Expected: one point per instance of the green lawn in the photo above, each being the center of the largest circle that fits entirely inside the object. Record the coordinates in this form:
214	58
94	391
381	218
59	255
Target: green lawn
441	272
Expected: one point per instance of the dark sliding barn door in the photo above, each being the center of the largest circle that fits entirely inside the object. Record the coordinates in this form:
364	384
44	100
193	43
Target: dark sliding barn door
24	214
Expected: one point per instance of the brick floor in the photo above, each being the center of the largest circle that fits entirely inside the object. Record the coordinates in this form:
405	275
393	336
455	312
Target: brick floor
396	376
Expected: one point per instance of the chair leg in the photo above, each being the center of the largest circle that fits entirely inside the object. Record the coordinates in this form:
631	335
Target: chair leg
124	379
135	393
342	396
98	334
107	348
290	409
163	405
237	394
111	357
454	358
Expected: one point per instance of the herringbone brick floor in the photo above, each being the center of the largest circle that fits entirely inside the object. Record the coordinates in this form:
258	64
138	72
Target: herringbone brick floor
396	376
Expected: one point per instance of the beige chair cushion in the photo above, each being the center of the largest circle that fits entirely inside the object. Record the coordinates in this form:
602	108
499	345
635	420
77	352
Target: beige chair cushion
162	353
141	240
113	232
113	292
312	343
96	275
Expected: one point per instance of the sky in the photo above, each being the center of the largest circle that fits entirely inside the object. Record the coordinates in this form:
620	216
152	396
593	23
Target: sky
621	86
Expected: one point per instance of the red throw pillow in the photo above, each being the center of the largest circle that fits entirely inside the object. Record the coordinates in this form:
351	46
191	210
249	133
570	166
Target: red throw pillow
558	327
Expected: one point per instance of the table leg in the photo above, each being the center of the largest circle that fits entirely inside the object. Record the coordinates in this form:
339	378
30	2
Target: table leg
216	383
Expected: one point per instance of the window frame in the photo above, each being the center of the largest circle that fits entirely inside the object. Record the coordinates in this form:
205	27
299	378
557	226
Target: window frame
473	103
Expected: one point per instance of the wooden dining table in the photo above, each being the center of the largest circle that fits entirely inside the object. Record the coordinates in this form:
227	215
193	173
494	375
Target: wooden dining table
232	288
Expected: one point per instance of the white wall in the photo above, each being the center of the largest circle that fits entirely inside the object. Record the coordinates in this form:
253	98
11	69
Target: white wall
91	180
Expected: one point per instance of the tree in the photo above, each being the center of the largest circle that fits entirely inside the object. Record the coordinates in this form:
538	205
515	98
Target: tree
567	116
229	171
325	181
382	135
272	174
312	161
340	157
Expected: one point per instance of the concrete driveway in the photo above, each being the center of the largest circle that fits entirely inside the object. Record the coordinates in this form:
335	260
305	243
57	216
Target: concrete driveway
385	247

══════════════════════════════

Exercise goal -
Set down the complete listing once more, exactly as it appears.

Exercise answer -
Expected: one point per instance of the green lawn in the photo above, each being the center of the largest circle that fits entirely inside the object. Record the coordinates in this form:
214	58
94	391
381	218
59	255
Target: green lawn
441	272
Expected: one point per instance of the dark sliding barn door in the photo above, each being the center of the largest circle that fits entirely inside the object. Record the coordinates in this form:
364	384
44	100
193	43
Target: dark sliding barn door
24	214
Expected: one point per instance of the brick floor in the photo above, each being the center of the largest circle that fits entirely inside the object. Record the coordinates in this form:
405	275
393	336
455	312
Target: brick floor
396	376
Expected: one point per instance of the chair leg in the photo above, each being the center of the largest circle that fits entirely inside the object. Record the coordinates in this form:
631	335
Target: chair leg
124	379
135	393
342	396
98	334
107	348
290	409
163	405
237	394
111	357
454	358
Expected: one point per instance of the herringbone brick floor in the photo above, each being the center of the largest circle that fits entirely inside the object. Record the coordinates in this form:
258	64
138	72
Target: herringbone brick floor
396	376
Expected: one point per instance of the beige chair cushion in the photo above, each being the center of the largest circle that fits entirely inside the object. Record the coordinates in this form:
602	108
499	345
635	420
77	352
Target: beige chair cushion
162	353
141	240
113	232
113	292
312	343
96	275
Expected: one point per instance of the sky in the photo above, each being the center of the largest circle that fits entirely inside the object. Record the coordinates in this form:
620	216
152	396
593	23
Target: sky
621	86
Expected: one point per instance of the red throw pillow in the photo above, each being the center of the largest circle that fits entirely inside the object. Record the coordinates in this form:
351	46
191	210
249	133
570	166
Target: red throw pillow
558	327
Expected: one point per instance of the table leg in the photo above, each being the center of the largest circle that fits entirely inside the object. Record the coordinates in this form:
339	378
30	2
Target: table leg
216	383
Expected: one point per instance of the window frame in the photo above, each being the center of the largest circle that fits entirely inside the object. Record the coordinates in this form:
205	27
299	378
557	226
Target: window frame
473	103
Expected: one point per instance of the wooden dining table in the photo above, each being the center of the largest circle that fits entirely inside the object. Record the coordinates in this form:
227	215
193	173
494	375
Target: wooden dining table
232	288
Expected: one point per instance of the white wall in the photo above, each being the center of the largest circle that fits entirely inside the object. Record the coordinates in this form:
253	98
11	69
Target: white wall
91	180
Expected: one point per instance of the tree in the photo above, each being the center of the largest circle that fits entirely inside the object. Record the coordinates in this form:
538	205
515	98
Target: tree
567	116
229	171
325	181
382	135
272	174
312	161
340	157
Expected: one point per instance of the concrete driveway in the photo above, each being the center of the largest circle that fits entirely inside the object. Record the coordinates in this form:
335	260
305	243
57	216
Target: concrete driveway
385	247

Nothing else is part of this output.